Extract to read ->
Geometric Series

Understanding Geometric Series

A geometric series is the sum of the terms of a geometric sequence. While a geometric sequence is a list of numbers where each term is multiplied by a constant factor, a series adds those numbers together. Geometric series can be either finite (having a specific number of terms) or infinite.

Finite Geometric Series

To find the sum of a finite geometric series, you don't need to add up every single term manually. Instead, you can use the finite sum formula:

$S_n = \frac{a(1 - r^n)}{1 - r}$

Where:

$S_n$ is the sum of the first $n$ terms.
$a$ is the first term.
$r$ is the common ratio (where $r \neq 1$ ).
$n$ is the number of terms.

Example: Find the sum of $3 + 6 + 12 + \cdots + 3072$

Identify the first term ( $a = 3$ ) and the common ratio ( $r = \frac{6}{3} = 2$ ).

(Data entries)
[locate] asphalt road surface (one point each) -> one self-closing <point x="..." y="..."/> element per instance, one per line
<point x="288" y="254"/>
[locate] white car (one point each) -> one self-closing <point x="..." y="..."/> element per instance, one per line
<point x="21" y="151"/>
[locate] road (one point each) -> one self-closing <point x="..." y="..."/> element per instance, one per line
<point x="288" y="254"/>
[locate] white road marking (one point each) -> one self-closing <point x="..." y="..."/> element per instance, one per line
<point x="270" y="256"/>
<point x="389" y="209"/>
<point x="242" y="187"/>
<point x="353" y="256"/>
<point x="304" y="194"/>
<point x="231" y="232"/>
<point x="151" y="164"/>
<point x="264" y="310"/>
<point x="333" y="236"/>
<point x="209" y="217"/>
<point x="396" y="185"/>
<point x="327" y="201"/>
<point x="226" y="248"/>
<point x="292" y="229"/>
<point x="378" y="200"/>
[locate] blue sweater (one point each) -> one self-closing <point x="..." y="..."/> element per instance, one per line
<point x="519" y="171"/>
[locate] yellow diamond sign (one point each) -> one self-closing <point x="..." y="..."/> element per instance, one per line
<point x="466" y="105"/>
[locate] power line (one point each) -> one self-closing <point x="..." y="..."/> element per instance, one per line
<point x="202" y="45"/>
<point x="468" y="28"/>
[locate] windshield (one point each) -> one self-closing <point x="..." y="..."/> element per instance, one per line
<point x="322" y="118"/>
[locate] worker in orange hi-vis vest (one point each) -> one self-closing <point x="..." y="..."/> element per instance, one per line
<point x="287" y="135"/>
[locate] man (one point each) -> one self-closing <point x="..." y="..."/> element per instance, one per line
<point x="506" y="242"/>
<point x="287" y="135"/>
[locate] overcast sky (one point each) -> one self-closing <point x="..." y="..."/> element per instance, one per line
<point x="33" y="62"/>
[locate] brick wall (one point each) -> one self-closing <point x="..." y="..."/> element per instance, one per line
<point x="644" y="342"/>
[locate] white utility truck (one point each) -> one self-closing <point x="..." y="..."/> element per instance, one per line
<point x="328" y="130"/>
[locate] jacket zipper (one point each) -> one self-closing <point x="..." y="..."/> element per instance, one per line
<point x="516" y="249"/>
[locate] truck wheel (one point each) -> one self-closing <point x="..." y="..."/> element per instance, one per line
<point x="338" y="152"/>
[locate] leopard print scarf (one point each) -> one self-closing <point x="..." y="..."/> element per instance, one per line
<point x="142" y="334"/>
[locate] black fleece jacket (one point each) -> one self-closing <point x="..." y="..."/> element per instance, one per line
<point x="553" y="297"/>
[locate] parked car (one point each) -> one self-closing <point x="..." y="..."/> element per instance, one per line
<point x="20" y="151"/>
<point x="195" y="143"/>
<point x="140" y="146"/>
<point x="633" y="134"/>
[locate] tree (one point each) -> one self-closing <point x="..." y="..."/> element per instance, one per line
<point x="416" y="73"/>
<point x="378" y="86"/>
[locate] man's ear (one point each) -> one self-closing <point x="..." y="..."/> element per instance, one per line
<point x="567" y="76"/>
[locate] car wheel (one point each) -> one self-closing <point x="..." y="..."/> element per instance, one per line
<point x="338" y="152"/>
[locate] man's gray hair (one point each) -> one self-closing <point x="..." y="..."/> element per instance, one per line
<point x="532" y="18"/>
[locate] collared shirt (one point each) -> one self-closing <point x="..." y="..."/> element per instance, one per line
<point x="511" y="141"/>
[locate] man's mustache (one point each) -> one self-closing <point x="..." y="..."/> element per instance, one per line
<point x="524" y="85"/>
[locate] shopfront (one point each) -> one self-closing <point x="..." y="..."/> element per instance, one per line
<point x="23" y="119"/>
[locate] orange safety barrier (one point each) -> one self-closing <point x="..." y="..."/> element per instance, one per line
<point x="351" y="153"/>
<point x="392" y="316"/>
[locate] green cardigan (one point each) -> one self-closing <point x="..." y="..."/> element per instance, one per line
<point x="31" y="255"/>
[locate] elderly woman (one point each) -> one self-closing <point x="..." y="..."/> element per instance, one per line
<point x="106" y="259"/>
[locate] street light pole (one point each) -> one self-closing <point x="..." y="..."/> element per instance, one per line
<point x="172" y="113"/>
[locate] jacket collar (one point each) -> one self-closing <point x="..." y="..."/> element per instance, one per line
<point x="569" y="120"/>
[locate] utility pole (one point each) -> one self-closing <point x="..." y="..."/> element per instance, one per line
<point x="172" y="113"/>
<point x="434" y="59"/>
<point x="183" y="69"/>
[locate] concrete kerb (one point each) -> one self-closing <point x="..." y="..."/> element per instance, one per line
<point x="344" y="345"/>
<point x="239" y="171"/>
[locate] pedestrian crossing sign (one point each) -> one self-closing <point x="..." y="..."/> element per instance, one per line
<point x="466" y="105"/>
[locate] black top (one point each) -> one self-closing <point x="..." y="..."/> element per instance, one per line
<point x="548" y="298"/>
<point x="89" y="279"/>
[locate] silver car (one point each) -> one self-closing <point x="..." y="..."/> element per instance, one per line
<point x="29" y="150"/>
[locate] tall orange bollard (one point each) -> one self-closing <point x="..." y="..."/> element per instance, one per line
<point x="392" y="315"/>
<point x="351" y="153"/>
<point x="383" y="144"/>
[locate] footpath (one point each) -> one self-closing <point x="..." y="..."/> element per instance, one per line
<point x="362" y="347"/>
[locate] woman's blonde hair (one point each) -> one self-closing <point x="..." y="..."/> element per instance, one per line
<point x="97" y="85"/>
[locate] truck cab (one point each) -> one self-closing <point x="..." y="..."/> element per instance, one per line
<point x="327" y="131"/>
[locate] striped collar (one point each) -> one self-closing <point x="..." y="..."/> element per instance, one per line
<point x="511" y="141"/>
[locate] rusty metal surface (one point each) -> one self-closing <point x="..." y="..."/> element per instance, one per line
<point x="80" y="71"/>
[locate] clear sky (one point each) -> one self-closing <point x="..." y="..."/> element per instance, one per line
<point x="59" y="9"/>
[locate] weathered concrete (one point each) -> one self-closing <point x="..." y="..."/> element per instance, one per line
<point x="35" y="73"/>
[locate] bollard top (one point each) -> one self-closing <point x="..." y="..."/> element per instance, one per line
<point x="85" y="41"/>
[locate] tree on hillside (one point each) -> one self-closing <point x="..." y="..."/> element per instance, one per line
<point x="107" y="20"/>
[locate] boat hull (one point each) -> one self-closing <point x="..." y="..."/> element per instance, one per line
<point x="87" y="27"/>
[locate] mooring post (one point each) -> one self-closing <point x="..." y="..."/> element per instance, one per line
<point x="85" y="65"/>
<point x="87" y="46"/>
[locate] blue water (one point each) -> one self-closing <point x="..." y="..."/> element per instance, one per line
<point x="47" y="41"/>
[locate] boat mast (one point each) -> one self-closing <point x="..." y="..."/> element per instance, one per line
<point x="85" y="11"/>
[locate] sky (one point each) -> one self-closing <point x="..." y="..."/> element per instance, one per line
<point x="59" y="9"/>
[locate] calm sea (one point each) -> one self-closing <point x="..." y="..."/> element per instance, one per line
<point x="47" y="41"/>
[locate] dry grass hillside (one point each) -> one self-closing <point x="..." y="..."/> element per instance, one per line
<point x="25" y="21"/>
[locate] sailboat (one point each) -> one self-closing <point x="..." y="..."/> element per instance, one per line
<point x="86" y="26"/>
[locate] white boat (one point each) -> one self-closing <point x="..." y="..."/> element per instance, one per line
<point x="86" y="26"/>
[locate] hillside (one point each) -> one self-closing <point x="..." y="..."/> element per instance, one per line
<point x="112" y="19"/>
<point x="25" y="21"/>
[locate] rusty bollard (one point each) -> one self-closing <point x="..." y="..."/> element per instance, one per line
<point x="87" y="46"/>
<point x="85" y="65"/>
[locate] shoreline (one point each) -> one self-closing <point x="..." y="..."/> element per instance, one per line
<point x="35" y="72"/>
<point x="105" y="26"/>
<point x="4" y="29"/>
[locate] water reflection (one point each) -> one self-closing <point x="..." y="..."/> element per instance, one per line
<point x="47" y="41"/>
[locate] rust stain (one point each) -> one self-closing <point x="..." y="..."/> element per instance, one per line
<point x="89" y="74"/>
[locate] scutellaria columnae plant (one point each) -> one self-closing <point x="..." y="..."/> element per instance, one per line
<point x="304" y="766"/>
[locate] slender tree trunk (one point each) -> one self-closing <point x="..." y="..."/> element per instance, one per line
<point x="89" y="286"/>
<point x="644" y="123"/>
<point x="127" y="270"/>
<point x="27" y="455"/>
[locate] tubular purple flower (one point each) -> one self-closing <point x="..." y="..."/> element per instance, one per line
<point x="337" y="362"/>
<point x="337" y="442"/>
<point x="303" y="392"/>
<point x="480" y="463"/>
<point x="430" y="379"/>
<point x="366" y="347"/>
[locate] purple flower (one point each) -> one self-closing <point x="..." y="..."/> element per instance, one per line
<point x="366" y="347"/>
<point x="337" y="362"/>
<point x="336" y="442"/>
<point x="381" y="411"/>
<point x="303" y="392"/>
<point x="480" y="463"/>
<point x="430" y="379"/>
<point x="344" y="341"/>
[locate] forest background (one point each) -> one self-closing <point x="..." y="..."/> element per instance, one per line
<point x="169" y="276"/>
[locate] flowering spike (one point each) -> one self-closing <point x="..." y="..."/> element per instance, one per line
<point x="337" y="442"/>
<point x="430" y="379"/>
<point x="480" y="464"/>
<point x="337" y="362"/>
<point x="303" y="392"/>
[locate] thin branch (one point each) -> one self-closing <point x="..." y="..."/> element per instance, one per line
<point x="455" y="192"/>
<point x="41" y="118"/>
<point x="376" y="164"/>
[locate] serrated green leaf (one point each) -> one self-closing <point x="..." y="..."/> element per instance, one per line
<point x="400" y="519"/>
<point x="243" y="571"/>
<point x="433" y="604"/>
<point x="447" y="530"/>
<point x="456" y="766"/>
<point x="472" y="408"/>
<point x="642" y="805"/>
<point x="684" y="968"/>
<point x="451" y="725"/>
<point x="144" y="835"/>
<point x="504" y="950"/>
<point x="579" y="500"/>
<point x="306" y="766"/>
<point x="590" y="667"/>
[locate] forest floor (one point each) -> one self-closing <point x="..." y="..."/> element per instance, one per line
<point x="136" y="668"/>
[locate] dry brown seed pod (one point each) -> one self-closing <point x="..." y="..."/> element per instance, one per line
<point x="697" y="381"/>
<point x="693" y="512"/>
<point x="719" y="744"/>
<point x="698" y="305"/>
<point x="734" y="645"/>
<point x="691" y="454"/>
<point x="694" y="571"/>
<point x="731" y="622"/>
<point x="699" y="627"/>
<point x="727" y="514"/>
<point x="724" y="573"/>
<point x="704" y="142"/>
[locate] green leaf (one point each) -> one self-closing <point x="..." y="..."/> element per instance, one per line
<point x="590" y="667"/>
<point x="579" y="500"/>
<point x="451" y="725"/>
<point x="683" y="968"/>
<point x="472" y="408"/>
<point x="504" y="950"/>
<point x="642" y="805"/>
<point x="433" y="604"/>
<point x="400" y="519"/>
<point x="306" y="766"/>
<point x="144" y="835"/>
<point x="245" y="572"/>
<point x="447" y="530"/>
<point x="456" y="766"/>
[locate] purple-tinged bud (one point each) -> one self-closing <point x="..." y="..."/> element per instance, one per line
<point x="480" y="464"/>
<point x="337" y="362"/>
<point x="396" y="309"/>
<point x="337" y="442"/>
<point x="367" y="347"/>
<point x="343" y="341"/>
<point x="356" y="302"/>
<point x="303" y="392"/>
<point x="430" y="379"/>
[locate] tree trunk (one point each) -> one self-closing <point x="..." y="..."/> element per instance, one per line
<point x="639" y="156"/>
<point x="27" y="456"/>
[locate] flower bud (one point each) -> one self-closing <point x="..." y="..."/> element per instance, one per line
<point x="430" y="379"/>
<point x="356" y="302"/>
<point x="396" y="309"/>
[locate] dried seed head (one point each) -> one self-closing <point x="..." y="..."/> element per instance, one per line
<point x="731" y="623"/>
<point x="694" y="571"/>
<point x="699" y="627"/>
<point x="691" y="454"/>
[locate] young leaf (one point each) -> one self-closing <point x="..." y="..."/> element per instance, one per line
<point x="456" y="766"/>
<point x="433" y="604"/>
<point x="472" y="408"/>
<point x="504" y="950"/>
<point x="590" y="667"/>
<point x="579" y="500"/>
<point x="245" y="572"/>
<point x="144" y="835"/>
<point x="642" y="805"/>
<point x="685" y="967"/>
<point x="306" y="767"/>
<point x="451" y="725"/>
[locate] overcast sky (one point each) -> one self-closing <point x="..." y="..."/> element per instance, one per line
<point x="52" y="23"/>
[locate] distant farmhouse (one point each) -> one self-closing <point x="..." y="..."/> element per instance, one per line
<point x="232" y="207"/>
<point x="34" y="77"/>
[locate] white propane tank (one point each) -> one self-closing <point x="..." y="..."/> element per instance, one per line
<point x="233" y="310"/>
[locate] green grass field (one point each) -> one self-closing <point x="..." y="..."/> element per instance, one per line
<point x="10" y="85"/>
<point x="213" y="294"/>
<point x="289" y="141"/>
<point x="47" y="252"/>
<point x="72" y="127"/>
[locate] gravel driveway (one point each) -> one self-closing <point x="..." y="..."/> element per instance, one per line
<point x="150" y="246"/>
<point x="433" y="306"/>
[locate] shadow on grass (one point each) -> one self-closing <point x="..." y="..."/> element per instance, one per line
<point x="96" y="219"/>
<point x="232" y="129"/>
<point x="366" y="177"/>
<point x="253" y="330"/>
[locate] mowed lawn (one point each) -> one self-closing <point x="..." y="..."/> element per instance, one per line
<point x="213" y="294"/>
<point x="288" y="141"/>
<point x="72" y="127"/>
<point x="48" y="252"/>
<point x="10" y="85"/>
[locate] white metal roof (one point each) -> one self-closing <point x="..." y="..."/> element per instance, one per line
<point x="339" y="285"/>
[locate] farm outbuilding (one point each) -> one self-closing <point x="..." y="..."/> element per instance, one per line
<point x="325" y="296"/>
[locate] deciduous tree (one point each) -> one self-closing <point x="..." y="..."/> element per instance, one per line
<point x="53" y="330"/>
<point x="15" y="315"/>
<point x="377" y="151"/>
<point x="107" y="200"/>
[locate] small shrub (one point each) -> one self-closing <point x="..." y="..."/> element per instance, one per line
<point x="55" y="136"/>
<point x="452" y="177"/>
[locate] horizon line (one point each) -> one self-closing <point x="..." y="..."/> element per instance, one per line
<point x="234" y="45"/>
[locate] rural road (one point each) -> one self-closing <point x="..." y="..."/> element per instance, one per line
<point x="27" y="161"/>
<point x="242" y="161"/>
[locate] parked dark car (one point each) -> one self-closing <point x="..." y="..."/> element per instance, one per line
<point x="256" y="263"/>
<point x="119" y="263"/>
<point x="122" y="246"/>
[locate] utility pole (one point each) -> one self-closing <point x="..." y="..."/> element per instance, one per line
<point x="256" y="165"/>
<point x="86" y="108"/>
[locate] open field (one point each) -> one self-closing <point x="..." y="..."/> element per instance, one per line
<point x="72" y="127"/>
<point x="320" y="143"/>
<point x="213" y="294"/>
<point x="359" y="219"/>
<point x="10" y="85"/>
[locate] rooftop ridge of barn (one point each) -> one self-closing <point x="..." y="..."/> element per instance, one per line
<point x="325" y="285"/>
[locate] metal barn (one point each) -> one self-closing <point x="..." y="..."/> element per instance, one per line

Short exercise 1 -> According to the geometric series lesson, what two kinds of geometric series are there?
Short exercise 2 -> Resume the geometric series lesson right after its final sentence.

Exercise result 1 -> Finite (having a specific number of terms) and infinite.

Exercise result 2 ->
Find the number of terms ( $n$ ). We know the last term is $3072$ . Using the sequence formula $a_n = a \cdot r^{n-1}$ : $3072 = 3 \cdot 2^{n-1}$ $1024 = 2^{n-1}$ Since $2^{10} = 1024$ , we have $n - 1 = 10$ , which means $n = 11$ .
Plug the values into the sum formula: $S_{11} = \frac{3(1 - 2^{11})}{1 - 2} = \frac{3(1 - 2048)}{-1} = \frac{3(-2047)}{-1} = 6141$

Infinite Geometric Series

An infinite geometric series goes on forever. Surprisingly, you can often find the exact finite sum of an infinite series, but only if the series converges.

An infinite geometric series converges (has a finite sum) if the absolute value of the common ratio is strictly less than 1:

$|r| < 1$

If $|r| \geq 1$ , the series diverges, meaning the sum grows infinitely large and cannot be calculated as a single number. For a converging infinite series, the formula simplifies to:

$S = \frac{a}{1 - r}$

Example: Find the sum of $1 + \frac{1}{3} + \frac{1}{9} + \frac{1}{27} + \cdots$

Identify the first term ( $a = 1$ ) and the common ratio ( $r = \frac{1}{3}$ ).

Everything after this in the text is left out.